*** Given data ***

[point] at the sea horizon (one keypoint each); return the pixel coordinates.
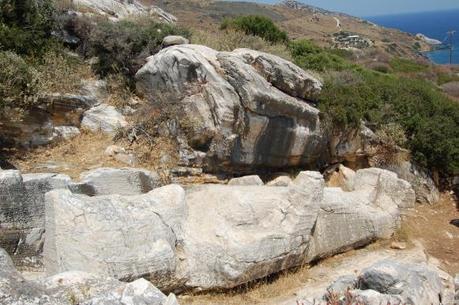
(433, 24)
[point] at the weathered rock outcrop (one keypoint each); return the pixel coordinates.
(44, 123)
(104, 118)
(122, 181)
(391, 282)
(75, 287)
(243, 108)
(246, 180)
(219, 236)
(124, 237)
(425, 188)
(237, 233)
(22, 212)
(125, 8)
(22, 203)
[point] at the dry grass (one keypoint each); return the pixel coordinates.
(431, 225)
(120, 95)
(229, 40)
(80, 154)
(59, 72)
(262, 292)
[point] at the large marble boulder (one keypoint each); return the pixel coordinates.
(126, 237)
(103, 118)
(413, 284)
(22, 213)
(244, 108)
(348, 220)
(423, 185)
(15, 290)
(74, 287)
(235, 234)
(391, 192)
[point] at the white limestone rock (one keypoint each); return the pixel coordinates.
(280, 181)
(236, 234)
(104, 118)
(245, 108)
(123, 237)
(246, 180)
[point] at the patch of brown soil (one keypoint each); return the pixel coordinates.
(73, 157)
(432, 226)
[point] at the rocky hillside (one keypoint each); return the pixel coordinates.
(302, 21)
(143, 153)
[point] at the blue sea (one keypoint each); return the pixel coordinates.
(432, 24)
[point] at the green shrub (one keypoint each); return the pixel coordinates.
(26, 25)
(256, 25)
(402, 65)
(309, 56)
(122, 47)
(18, 82)
(429, 119)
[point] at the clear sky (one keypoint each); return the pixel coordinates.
(379, 7)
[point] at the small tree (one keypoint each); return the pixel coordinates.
(26, 25)
(258, 26)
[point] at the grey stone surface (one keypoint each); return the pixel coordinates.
(121, 181)
(246, 180)
(103, 118)
(66, 132)
(390, 189)
(280, 181)
(75, 287)
(22, 213)
(415, 284)
(126, 237)
(244, 108)
(423, 185)
(235, 234)
(14, 290)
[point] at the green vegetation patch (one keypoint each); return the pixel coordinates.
(26, 25)
(256, 25)
(309, 56)
(430, 120)
(402, 65)
(121, 47)
(18, 81)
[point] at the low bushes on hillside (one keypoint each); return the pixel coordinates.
(230, 40)
(402, 65)
(18, 81)
(256, 25)
(121, 47)
(26, 25)
(310, 56)
(429, 119)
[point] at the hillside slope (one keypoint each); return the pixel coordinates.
(300, 21)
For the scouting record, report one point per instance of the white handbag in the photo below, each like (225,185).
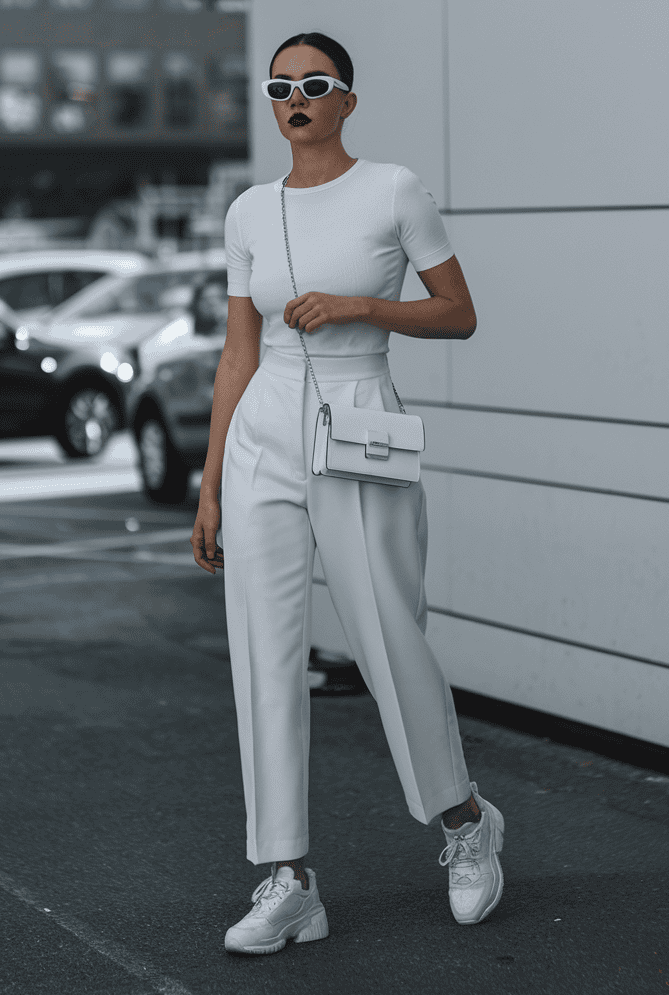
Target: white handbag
(362,443)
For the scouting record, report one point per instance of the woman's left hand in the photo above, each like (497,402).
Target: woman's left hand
(314,309)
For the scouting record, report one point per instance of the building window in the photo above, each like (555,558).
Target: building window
(227,88)
(73,85)
(20,103)
(129,91)
(183,6)
(180,88)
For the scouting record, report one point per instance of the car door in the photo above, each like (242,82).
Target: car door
(25,390)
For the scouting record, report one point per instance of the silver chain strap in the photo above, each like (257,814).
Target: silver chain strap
(290,264)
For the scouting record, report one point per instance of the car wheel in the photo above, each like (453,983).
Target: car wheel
(164,473)
(88,420)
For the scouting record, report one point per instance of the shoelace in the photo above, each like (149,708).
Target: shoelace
(266,894)
(462,848)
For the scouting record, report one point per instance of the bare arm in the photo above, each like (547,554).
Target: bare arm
(239,361)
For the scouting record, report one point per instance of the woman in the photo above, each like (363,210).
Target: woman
(352,227)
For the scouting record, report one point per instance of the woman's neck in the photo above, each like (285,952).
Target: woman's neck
(314,175)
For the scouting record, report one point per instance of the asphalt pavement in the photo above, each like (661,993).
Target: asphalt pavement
(122,843)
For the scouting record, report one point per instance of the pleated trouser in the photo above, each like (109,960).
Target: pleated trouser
(372,542)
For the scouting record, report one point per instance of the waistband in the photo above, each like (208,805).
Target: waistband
(325,367)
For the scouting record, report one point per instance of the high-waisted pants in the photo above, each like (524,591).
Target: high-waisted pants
(372,542)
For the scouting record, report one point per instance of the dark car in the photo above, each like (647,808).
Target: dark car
(47,388)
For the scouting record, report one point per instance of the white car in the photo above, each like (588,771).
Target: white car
(155,313)
(134,323)
(32,283)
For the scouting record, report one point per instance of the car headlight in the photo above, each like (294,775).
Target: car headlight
(125,372)
(109,362)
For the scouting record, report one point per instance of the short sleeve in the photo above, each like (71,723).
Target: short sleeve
(418,223)
(237,259)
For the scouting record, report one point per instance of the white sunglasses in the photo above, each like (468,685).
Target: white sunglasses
(314,86)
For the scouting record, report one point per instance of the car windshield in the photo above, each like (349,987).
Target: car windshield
(154,292)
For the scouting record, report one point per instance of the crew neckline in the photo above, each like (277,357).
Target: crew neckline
(320,186)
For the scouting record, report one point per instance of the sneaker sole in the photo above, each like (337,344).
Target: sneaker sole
(316,929)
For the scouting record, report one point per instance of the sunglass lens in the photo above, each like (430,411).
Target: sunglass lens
(315,87)
(279,90)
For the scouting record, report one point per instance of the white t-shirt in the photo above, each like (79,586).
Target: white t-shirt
(352,237)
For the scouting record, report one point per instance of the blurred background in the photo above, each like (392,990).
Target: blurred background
(129,126)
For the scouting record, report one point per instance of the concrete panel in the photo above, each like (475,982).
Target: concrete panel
(569,564)
(596,688)
(557,104)
(572,312)
(633,459)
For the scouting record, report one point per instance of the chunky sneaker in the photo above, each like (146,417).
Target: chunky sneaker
(475,878)
(283,910)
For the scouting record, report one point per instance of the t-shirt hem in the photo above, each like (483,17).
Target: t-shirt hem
(433,258)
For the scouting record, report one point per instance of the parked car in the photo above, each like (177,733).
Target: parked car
(169,412)
(117,329)
(125,312)
(33,283)
(69,392)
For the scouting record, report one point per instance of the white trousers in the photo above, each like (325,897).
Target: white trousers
(372,542)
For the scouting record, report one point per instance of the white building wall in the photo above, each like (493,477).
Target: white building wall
(541,130)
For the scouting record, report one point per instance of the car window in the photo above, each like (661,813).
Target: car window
(151,293)
(26,290)
(76,280)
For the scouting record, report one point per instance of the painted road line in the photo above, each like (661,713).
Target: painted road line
(114,951)
(14,550)
(25,488)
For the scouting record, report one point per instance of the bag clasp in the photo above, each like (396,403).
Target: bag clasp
(376,445)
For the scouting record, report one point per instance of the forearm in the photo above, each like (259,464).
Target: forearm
(231,381)
(430,318)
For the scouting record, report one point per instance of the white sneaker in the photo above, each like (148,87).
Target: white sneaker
(475,878)
(283,910)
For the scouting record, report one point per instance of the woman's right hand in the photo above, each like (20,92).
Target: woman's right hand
(208,554)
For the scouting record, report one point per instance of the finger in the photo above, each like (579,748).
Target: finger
(203,563)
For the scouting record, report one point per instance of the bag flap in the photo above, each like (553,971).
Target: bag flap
(349,424)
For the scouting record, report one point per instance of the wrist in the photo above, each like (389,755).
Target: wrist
(363,308)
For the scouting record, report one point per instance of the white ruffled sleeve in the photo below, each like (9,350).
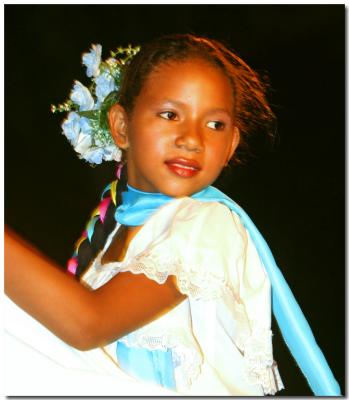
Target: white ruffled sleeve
(205,246)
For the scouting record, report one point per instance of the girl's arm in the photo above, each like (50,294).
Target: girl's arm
(82,318)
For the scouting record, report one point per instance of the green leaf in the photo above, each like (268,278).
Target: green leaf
(111,99)
(91,114)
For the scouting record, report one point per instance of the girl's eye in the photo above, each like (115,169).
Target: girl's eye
(216,125)
(169,115)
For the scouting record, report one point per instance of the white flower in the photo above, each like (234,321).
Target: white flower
(81,96)
(71,127)
(111,153)
(104,85)
(83,143)
(92,60)
(94,156)
(85,125)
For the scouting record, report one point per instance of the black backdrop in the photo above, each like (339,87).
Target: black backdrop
(294,192)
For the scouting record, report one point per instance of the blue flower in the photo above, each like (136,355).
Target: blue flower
(83,143)
(94,156)
(71,127)
(104,85)
(92,60)
(85,126)
(81,96)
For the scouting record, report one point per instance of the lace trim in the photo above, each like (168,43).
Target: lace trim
(187,361)
(260,367)
(195,283)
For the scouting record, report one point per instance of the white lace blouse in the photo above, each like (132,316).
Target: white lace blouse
(220,334)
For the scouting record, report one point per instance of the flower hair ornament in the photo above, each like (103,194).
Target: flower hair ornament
(86,126)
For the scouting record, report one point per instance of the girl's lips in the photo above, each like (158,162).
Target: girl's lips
(183,167)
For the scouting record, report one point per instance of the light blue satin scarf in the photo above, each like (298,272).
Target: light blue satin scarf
(138,206)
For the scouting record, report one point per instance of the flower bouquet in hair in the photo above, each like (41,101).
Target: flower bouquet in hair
(86,126)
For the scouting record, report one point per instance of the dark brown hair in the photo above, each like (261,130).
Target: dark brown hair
(251,109)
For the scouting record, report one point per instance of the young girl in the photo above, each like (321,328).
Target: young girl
(175,281)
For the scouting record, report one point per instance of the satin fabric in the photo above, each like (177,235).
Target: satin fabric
(138,206)
(154,366)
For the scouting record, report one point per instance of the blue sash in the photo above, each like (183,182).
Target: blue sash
(138,206)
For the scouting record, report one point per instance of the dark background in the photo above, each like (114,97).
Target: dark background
(294,191)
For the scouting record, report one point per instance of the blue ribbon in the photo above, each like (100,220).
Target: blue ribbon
(138,206)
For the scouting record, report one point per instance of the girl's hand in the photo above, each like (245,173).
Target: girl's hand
(82,318)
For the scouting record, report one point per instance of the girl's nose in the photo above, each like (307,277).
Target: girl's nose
(190,140)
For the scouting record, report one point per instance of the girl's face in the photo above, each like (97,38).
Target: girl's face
(181,133)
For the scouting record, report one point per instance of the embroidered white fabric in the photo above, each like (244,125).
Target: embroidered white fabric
(220,336)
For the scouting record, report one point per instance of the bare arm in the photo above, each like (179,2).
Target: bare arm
(84,319)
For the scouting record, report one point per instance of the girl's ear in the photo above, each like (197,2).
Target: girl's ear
(117,118)
(234,144)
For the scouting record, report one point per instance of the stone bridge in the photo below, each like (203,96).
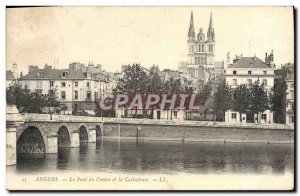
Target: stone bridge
(42,133)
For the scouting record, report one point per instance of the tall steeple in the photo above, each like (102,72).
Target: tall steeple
(191,34)
(210,31)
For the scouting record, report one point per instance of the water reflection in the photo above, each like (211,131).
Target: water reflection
(165,157)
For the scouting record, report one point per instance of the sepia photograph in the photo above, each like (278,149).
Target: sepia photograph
(150,98)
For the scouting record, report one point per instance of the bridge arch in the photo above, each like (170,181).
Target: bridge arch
(31,141)
(63,139)
(83,134)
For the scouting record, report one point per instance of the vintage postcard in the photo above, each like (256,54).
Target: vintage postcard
(150,98)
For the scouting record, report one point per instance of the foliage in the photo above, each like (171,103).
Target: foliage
(222,99)
(241,99)
(277,97)
(259,98)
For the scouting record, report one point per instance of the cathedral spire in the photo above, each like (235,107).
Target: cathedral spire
(191,33)
(210,31)
(210,21)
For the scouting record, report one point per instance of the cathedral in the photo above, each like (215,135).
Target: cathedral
(201,52)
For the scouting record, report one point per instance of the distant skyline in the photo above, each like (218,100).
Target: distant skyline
(112,36)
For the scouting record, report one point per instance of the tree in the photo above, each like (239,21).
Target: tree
(258,99)
(277,100)
(222,99)
(204,96)
(241,99)
(134,81)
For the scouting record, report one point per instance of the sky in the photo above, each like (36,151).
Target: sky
(112,36)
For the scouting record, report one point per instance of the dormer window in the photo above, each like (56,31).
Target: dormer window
(64,74)
(39,74)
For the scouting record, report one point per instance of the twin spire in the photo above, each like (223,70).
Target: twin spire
(210,31)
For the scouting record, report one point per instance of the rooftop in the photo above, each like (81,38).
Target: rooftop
(9,75)
(249,62)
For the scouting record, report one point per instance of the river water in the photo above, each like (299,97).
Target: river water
(164,157)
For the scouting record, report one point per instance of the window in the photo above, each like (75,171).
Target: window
(63,94)
(234,82)
(265,82)
(76,94)
(88,94)
(249,81)
(233,115)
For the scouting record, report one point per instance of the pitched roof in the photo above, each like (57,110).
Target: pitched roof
(219,64)
(249,62)
(9,75)
(54,74)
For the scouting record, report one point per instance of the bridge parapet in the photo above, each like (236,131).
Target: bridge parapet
(13,120)
(31,117)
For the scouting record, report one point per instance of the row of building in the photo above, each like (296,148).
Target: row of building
(77,87)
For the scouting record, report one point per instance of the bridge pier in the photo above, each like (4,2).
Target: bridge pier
(13,120)
(52,146)
(92,135)
(75,141)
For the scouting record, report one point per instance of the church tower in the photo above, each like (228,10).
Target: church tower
(210,42)
(191,40)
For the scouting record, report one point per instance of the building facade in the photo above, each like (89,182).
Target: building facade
(200,52)
(247,70)
(78,88)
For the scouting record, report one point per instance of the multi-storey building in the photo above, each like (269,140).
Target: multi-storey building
(201,52)
(10,79)
(290,97)
(247,70)
(78,88)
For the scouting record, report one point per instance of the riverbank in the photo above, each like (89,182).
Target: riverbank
(196,131)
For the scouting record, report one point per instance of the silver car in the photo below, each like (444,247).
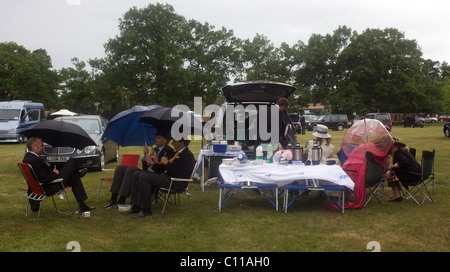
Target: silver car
(93,157)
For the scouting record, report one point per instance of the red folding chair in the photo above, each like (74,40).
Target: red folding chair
(176,192)
(37,192)
(125,159)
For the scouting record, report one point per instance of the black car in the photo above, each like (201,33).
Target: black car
(383,117)
(93,157)
(246,99)
(447,129)
(332,121)
(413,121)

***

• Job: Only the lines from the one holding "each like (236,131)." through the last line of the records should be output, please, exactly and without any pictures.

• Result of the exercise:
For the scouting record, report one point per instance of the bridge parapet in the photo above, each like (236,131).
Target: bridge parapet
(13,120)
(31,117)
For the scouting record, report one point per instance of the row of building in the photo above, each like (296,148).
Target: row of building
(77,87)
For the scouting record, report one point per instance of the bridge pier in the photo above, each like (4,2).
Target: bridge pier
(13,120)
(52,146)
(92,135)
(75,141)
For the scouting record, report one point per instance of the church tower in the photo above, each like (228,10).
Target: church tower
(210,42)
(191,40)
For the scouting record, report one point per instance of the building facade in the photo above, each like (89,182).
Target: building facade
(200,52)
(247,70)
(78,88)
For the scouting record, report one point per instance of the multi-storey building in the photo above, each like (269,140).
Target: multi-storey building
(201,52)
(10,79)
(290,97)
(247,70)
(78,88)
For the scouting record, report one point per instance of the riverbank in the photo above, each like (89,182).
Target: riverbank
(196,131)
For the scouting record, report one point per instance of the silver car in the photo below, each like (444,247).
Target: silver car
(93,157)
For the scouting record, report one point per instance of the red folding chair in the photo above, each like (74,40).
Target: red folding chair
(176,192)
(37,192)
(125,159)
For the scouting record, report one point per instance of the black car in the photo above, each like (201,33).
Target: black car
(383,117)
(93,157)
(246,99)
(447,129)
(332,121)
(413,121)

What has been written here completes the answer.